* _EXERCISE INSTRUCTIONS_
Each line of the data has to be written out again exactly as shown.

Stored data
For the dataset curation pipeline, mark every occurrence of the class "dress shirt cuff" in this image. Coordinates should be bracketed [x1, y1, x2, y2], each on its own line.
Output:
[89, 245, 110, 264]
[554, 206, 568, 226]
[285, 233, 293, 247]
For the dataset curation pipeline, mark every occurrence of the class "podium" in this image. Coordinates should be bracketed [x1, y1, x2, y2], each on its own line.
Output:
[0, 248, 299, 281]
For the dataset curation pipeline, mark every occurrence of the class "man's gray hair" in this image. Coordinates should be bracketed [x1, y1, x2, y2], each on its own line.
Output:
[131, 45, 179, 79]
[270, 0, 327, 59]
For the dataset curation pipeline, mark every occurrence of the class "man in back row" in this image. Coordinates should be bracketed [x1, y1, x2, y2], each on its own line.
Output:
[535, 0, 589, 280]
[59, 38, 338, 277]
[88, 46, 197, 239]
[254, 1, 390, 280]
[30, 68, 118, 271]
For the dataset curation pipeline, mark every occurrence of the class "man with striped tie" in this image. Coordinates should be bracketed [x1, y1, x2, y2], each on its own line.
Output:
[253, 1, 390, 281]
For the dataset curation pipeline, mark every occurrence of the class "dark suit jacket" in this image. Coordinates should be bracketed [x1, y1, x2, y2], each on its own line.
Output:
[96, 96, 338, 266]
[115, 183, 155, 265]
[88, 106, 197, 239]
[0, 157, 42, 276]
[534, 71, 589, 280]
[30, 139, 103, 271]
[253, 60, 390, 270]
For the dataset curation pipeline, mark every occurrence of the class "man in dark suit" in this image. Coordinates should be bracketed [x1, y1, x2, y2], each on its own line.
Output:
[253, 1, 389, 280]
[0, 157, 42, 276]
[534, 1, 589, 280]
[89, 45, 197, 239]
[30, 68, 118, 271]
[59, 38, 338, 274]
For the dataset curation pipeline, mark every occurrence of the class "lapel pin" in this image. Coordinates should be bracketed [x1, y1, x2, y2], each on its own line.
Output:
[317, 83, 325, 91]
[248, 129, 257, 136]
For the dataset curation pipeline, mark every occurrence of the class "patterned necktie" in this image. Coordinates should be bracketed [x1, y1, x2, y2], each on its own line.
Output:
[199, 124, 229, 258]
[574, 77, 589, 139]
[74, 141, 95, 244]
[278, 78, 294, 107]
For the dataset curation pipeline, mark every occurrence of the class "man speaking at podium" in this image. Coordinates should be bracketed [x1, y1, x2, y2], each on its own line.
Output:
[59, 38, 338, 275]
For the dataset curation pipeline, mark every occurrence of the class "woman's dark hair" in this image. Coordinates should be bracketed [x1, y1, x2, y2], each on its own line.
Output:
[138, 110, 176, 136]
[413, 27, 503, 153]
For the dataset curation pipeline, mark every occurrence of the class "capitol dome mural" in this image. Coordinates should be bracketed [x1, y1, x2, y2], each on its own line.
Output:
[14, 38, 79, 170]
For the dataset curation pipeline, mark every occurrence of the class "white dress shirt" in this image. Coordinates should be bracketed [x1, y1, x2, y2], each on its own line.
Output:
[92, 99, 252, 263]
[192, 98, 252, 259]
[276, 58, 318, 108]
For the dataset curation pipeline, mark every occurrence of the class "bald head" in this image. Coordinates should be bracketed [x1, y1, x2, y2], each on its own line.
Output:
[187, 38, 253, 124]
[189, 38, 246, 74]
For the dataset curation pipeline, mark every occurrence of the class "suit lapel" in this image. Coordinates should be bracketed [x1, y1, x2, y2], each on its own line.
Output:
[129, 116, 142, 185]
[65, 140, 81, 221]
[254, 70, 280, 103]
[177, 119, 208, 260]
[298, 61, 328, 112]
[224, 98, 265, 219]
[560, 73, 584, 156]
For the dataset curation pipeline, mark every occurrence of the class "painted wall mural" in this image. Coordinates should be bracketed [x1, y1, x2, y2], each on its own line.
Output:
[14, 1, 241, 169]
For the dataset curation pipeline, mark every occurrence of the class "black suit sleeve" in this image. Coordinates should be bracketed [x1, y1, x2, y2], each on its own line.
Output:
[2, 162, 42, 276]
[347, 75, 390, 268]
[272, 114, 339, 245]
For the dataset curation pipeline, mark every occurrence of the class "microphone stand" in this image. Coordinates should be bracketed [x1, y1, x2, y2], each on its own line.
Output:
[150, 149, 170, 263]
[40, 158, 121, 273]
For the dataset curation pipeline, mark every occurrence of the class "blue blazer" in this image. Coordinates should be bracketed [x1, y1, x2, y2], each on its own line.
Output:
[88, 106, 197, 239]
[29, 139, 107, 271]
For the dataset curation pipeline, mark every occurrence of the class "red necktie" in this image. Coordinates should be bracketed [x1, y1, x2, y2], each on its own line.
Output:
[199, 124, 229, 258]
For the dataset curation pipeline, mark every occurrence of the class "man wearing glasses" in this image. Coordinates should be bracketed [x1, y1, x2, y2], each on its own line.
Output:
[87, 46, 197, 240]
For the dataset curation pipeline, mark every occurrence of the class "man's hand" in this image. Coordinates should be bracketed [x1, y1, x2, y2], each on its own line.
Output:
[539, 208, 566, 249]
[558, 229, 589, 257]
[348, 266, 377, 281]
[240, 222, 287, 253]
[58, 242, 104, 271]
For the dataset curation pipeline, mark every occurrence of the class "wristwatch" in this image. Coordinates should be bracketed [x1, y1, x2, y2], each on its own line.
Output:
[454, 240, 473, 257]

* _RESPONSE AREA_
For the dataset curation pipeline, mark every occurrence of the class "dress shirt cuff" in this image. Coordinates should be bracketed [x1, y1, x2, y2], each on its own line.
Output:
[89, 245, 110, 264]
[554, 206, 568, 226]
[285, 233, 293, 247]
For the dataset curation pipeline, mark every occurrence of the class "podium" in this image. Coordinates should be bracketed [x1, y1, x2, y2], each on its own line.
Output:
[0, 248, 299, 281]
For the dataset curation pipeline, mark every occurrence of the class "man's gray hair" in this image. Coordinates should be bracketed [x1, y1, x2, y2], each on its own line.
Output:
[131, 45, 179, 79]
[270, 0, 327, 59]
For the dataset curation pipeline, mark every occurrence of the class "man in back row" in this image. Coordinates should be bracketed [x1, y1, x2, y2], each on its own line.
Output:
[535, 0, 589, 280]
[59, 38, 338, 277]
[88, 46, 197, 239]
[254, 1, 390, 280]
[30, 68, 118, 271]
For the dataset curation pipeline, mark every occurrence of the class "man with striped tie" in this image. Coordinates should be bracketed [x1, y1, x2, y2], each on its own line.
Output:
[253, 1, 390, 281]
For the dataset curation pipeline, mark every occurrence of the class "dark suit jacket" in this image. Coordinates should be bracketed [x1, y1, x2, y2], each on its own line.
Output:
[96, 96, 338, 266]
[115, 183, 155, 265]
[88, 106, 197, 239]
[0, 157, 42, 276]
[534, 71, 589, 280]
[30, 139, 103, 271]
[253, 60, 390, 270]
For the dataset curation pipeline, mark every occurrence of the class "man in dark suit" in this image. Coordinates should be bracketed [x1, y1, x2, y2], each on its own line.
Output:
[253, 1, 389, 280]
[0, 157, 42, 276]
[534, 1, 589, 280]
[89, 45, 197, 239]
[30, 68, 118, 271]
[59, 38, 338, 274]
For the dataset curation pipeline, mark every occurrence of the class "lapel pin" in this image. Coordinates should be bracketed [x1, y1, x2, y2], each on its own line.
Output:
[317, 83, 325, 91]
[248, 129, 257, 136]
For the dataset curation pipeline, mark every occurrence of the class "patterned necktie" in this image. Coordinates should be bracketed [x1, y1, x2, y2], each on its own line.
Output:
[199, 124, 229, 258]
[574, 77, 589, 139]
[74, 141, 95, 244]
[278, 78, 294, 107]
For the dataset curation pipeline, mark every occurrence of the class "man speaking at podium" in this image. Coordinates should be bracketed [x1, y1, x2, y2], each on its own line.
Output:
[59, 38, 338, 275]
For the dataset curation pipeline, mark every occurrence of the class "woman's dark hair" in this image. Coordinates should be bracketed [x1, y1, x2, y2], each on its own line.
Output:
[138, 110, 176, 136]
[413, 27, 503, 153]
For the dataset curation pipeline, mark every occurrence of the class "capitol dome mural" in this image. Coordinates should be bracketed [x1, y1, x2, y2], each on its own line.
Output:
[14, 38, 79, 170]
For the dataset curation pipeline, mark every occurrence of the class "white dress shirt" in this image. Coordinates should be bracketed [x1, y1, x2, y2], each on its own line.
Output:
[92, 99, 252, 263]
[192, 98, 252, 259]
[276, 58, 318, 108]
For the dataset curation pipeline, mark every occurrence of the class "bald head" in this image. Coordinates should be bracketed [x1, y1, x2, y2], each on its own line.
Output:
[187, 38, 253, 124]
[189, 38, 246, 74]
For the dataset curation pipeline, mark every occurrence of the class "suit lapel" in this image. Coordinates should be bracketed [x1, y1, x2, y2], each on its own line.
Output:
[129, 116, 142, 185]
[65, 140, 81, 221]
[254, 70, 280, 103]
[177, 119, 208, 260]
[298, 61, 328, 112]
[224, 98, 265, 219]
[560, 73, 584, 156]
For the dataset curation pipeline, mark every occurrence of the class "painted wall mural" in this image. Coordinates should be bracketed [x1, y1, x2, y2], each on its own line.
Output:
[14, 1, 241, 169]
For the dataset curation pipeline, mark every occurrence of the class "black suit sleeve" in this image. Coordinates should be bracketed [x1, y1, x2, y2], each on its own line.
Output:
[2, 162, 42, 276]
[347, 75, 390, 268]
[272, 114, 339, 245]
For the dataset curation pipeline, mark every occurrence of the class "microphone stand" in this image. Coordinates should be bracketed [x1, y1, x2, y2], each on its own line.
Output:
[150, 149, 170, 263]
[40, 158, 121, 273]
For the dataset curation pipeline, mark every occurrence of the class "blue blazer" in this image. Coordinates should be bracketed [x1, y1, x2, y2], each on its own line.
Output:
[88, 106, 197, 239]
[29, 139, 107, 271]
For the dataset curation pipeline, mark every occurrence of the class "red necktie" in this image. Coordinates should be bracketed [x1, y1, x2, y2], each on its own line.
Output:
[199, 124, 229, 258]
For the dataset curation pipeline, mark every occurrence of the class "man wearing glasses" in this image. Coordinates should be bracketed [x1, y1, x2, y2], each on its own line.
Output:
[87, 46, 197, 240]
For the dataset curation pipeline, mark every occurrence of the class "man's hand" in this image. Coordinates should be bracketed [x1, y1, x2, y2], each on its own line.
Output:
[539, 208, 566, 249]
[558, 229, 589, 257]
[348, 266, 377, 281]
[240, 222, 287, 253]
[58, 242, 104, 271]
For the dataset curation pipeline, mark every occurrence of the class "wristwatch" in this image. Coordinates should be bracketed [x1, y1, x2, y2], each on its own line.
Output:
[454, 240, 473, 257]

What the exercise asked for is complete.